Officials are trying to turn down the heat on local fisheries.
For nearly two weeks in August, fishing in rivers and streams in a large part of the southwestern corner of the province — stretching north of Calgary all the way to Waterton Lakes National Park — was prohibited between 2 p.m. and 12 a.m.
The regulations came into effect when water temperatures exceeded 20 degrees for three straight days, coupled with low water flows, which experts say can be difficult for fish to handle.
“Trout, char, whitefish and salmon — they have a better need or lower threshold for oxygen than a lot of other fish and that’s partly due to the temperature,” said Henry Komadowski, an environmental sciences instructor at Lethbridge College. “The warmer it gets, the less water can hold in terms of oxygen.”
According to Paul Christensen, a senior fisheries biologist with the province, the timeframe the restrictions were in place for is too short to track changes in the fish population.
Angling restrictions start Saturday for parts of southwestern Alberta
But he does believe they had their intended effect.
“Mortalities from angling, even gentle release mortality may be higher than it would be normally so that really is the measure of success — making sure we’re taking some of the pressure off fish during this otherwise stressful period,” Christensen said.
It appears many anglers followed the time-of-day regulations, which ended Sept.1, according to a statement from the Ministry of Justice and Solicitor General.
“As part of the enforcement side of the project, Fish and Wildlife Enforcement Services (FWES) noted that compliance by the public was good, and Albertans were aware of the restrictions in place. Officers only responded to a minimum number of Report-a-Poacher calls and educated a few anglers, who were willing to receive the information and collaborate with FWES,” the statement reads.
“One of the most common questions we get is ‘The river I want to fish in (Eastern Slopes 1) measures water temperatures and they don’t seem to be a problem — why is that restricted here?’” Christensen said.
“A lot of that has to do with the Bow River. It’s a very busy fishery and if we restricted angling on just the Bow and not other places, our concern would be all the anglers that were fishing the Bow would go to a lot of these other, smaller streams and (the fish) may not be resilient enough to withstand a sudden surge of high-angling effort.”
Local outdoor groups think time-of-day restrictions could’ve been imposed earlier this summer.
“It probably could’ve happened a little sooner, to be honest,” said Wade Aebli, the vice-president and land use chair for the Hillcrest Fish and Game Protective Association.
He wouldn’t be surprised if the measures are a keeper and implemented in future years.
“That’s the number one thing is conservation, so that future generations have the same opportunity we do.”

> **REQUIREMENT 1**: Duplicate the article on Alberta fishing restrictions from "Officials are trying" to "and 12 a.m.".
> **REQUIREMENT 2**: According to the article on Alberta fishing restrictions, what conditions caused the regulations to take effect?

> **DATASET SECTION**:
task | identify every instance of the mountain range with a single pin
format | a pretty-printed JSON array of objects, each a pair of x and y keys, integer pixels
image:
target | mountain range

> **YOUR RESPONSE 1**:
Officials are trying to turn down the heat on local fisheries.
For nearly two weeks in August, fishing in rivers and streams in a large part of the southwestern corner of the province — stretching north of Calgary all the way to Waterton Lakes National Park — was prohibited between 2 p.m. and 12 a.m.

> **YOUR RESPONSE 2**: Water temperatures above 20 degrees for three straight days, together with low water flows.